═══ Quoted passage

# Max Ride the Gorge Bike Ride Recommendations



## stunzeed (Jul 27, 2007)

Looking to get out and do a train ride out towards the gorge and then a good 50 miler on bike

Can anyone recommend a good route. Looks like the max goes into Gresham so can get off there and start heading out

Looking for low traffic roads and moderate climbing


----------



## mcsqueak (Apr 22, 2010)

For my money, a ride up the Old Historic Highway can't be beat. The traffic isn't usually that bad unless you go on a reeaaaallly nice weekend. The earlier you start the less traffic you'll see.

For example, you can take the Max out to Gresham and get off at the 188th ave/Rockwood stop. From there bike a few blocks south to Stark street, then head east on Stark. Stay on Stark for a few miles (it's straight and has a bike lane), and eventually it'll drop you down a curving hill and across a bridge that passes over the Sandy River.

From the bridge, hang a right and just start cycling up the historic highway! It's roughly 4-5 miles and a 900 ft climb, so not brutal. Eventually you'll reach the Women's Forum and the Vista House.

At Vista House, you can drop down the hill and do another 10 miles of rollers to Multnomah Falls, and then just head back to Vista House after you're done. That would give you over 2,000 ft of climbing for the ride.

Another (longer) route you can do is take the road towards Bull Run and Sandy. Lots of great climbing, some of it steeper, in there. It's something like 13 miles from Corbett to Sandy, and I think you gain 2,500 ft or so of elevation in there. Once you reach Sandy you can come back into Gresham along Bluff Road/Orient Drive.

Lastly, if you want lots of climbing, right after you reach the women's forum you can go up Larch Mountain instead of going to Vista House. It's 14.5 miles and another 3,000 ft of elevation, mostly around the same grade as the road up the historic highway. So not super hard, just a long slog up the road for an hour and a half or so.


----------



## maximum7 (Apr 24, 2008)

The road to crown point from the Women's forum is really jacked up. 
I think they close it and start work on it after this weekend, but not certain. 
WFL > Projects > Oregon > Crown Point Viaduct Project

"September 4 to September 30, 2012: The highway from Crown Point to Latourell Falls will be closed to all pedestrians and vehicles, including bicycles; the highway from Larch Mountain Road to Crown Point will be closed to vehicles longer than 25 feet. Vista House will be open.

══════

• Short exercise 1:
Reproduce word for word the part of the gorge bike ride thread starting at "Another (longer) route" and ending at "but not certain.".
• Short exercise 2:
Decide whether each statement agrees with the gorge bike ride thread, answering yes or no and quoting the deciding words: (a) the climb up the historic highway from the bridge is about 4 to 5 miles and 900 feet; (b) Stark Street has no bike lane; (c) the quoted closure notice says Vista House will be closed.
• Short exercise 3:
Extend the gorge bike ride thread beyond the point where it stops.
The lines that follow are not needed for any of this work.

═══ Supplied records

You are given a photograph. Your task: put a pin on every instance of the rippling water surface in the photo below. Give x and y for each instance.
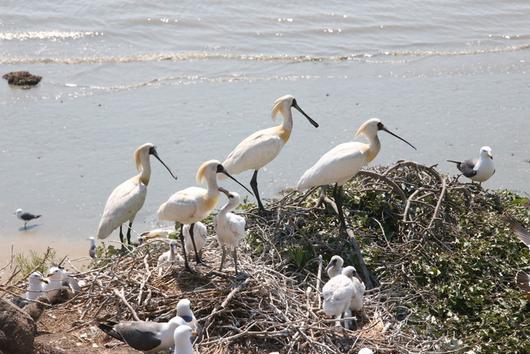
(196, 78)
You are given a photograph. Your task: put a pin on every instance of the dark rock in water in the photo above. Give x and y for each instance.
(18, 329)
(36, 309)
(22, 78)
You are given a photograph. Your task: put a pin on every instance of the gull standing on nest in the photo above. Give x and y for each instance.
(477, 170)
(168, 258)
(194, 203)
(344, 161)
(151, 337)
(229, 227)
(263, 146)
(36, 286)
(128, 198)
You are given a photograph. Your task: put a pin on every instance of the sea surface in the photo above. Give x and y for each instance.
(195, 78)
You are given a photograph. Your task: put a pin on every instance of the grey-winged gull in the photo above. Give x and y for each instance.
(477, 170)
(182, 340)
(25, 216)
(151, 337)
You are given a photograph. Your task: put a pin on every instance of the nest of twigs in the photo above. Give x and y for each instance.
(405, 224)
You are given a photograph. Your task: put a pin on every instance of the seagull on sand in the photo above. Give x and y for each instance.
(263, 146)
(128, 198)
(194, 204)
(477, 170)
(26, 217)
(229, 227)
(151, 337)
(340, 164)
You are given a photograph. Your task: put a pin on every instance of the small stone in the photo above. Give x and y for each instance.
(22, 78)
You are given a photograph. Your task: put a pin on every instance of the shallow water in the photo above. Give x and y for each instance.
(196, 79)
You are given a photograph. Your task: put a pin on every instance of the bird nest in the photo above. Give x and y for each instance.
(407, 223)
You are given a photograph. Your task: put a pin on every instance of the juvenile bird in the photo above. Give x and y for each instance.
(337, 294)
(229, 227)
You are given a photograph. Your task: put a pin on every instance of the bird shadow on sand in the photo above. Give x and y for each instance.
(28, 228)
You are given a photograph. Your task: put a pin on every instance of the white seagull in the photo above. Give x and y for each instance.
(182, 340)
(194, 203)
(93, 248)
(168, 258)
(477, 170)
(26, 217)
(263, 146)
(128, 198)
(150, 337)
(36, 286)
(229, 227)
(334, 266)
(344, 161)
(337, 294)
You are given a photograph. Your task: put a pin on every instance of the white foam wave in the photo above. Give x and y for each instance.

══════

• Expected output 1:
Another (longer) route you can do is take the road towards Bull Run and Sandy. Lots of great climbing, some of it steeper, in there. It's something like 13 miles from Corbett to Sandy, and I think you gain 2,500 ft or so of elevation in there. Once you reach Sandy you can come back into Gresham along Bluff Road/Orient Drive.

Lastly, if you want lots of climbing, right after you reach the women's forum you can go up Larch Mountain instead of going to Vista House. It's 14.5 miles and another 3,000 ft of elevation, mostly around the same grade as the road up the historic highway. So not super hard, just a long slog up the road for an hour and a half or so.


----------



## maximum7 (Apr 24, 2008)

The road to crown point from the Women's forum is really jacked up. 
I think they close it and start work on it after this weekend, but not certain.

• Expected output 2:
(a) Yes: "It's roughly 4-5 miles and a 900 ft climb, so not brutal."
(b) No: "it's straight and has a bike lane"
(c) No: "Vista House will be open."

• Expected output 3:
October 1 to December 31, 2012: The highway from Larch Mountain Road to Latourell Falls will be closed to all pedestrians and vehicles, including bicycles. The highway from Latourell Falls to Bridal Veil Falls will be closed to vehicles longer than 25 feet. Vista House will be closed."





My club is doing Larch Mtn. on Monday. You're welcome to join us. 
Starting at 9 from Mc Menamins at EdgeField,


----------



## brujenn (Nov 26, 2007)

You can also take max to the airport and then ride out on Marine Drive. From Troutdale you can take the historic highway to Crown Point, but it's closed from there east for a mile or two. When are you thinking about doing the ride? I might go along - if your pace isn't too speedy.


----------



## maximum7 (Apr 24, 2008)

I'll be attempting it on Sat. Haven't ridden since last Sat. so I'll be outta shape.


----------



## brujenn (Nov 26, 2007)

I rode to Crown Point on Sunday, and yeah, there's been dramatic slippage of a big chunk of earth toward the river. I'm booked all day Saturday. Have fun.


----------



## Guest (Oct 2, 2012)

I rode to crown point on Saterday we probably passed each other. I went through the road block at crown point because the road looked pretty good. The road is closed for a good reason, it is really torn up about a half mile from crown point. Oh well it was a grat ride!!


----------



## 80turbota (Dec 3, 2011)

That is another ride that my daughter and I want to make next summer. I would love it if my wife would do it too but it is not to be. She just isn't ready for a challenge like that. Little steps.One of these days she will though. One of these days. 
We are going to try the ride from Rufus to Celilo. I think that would be a great ride too. Not real long but very little traffic. Really a nice road to boot.


----------



## Guest (Oct 12, 2012)

you should do the crown point ride. It isnt that bad for climbing I was really shocked at how little climbing it was. The rufus ride sounds like a good one too!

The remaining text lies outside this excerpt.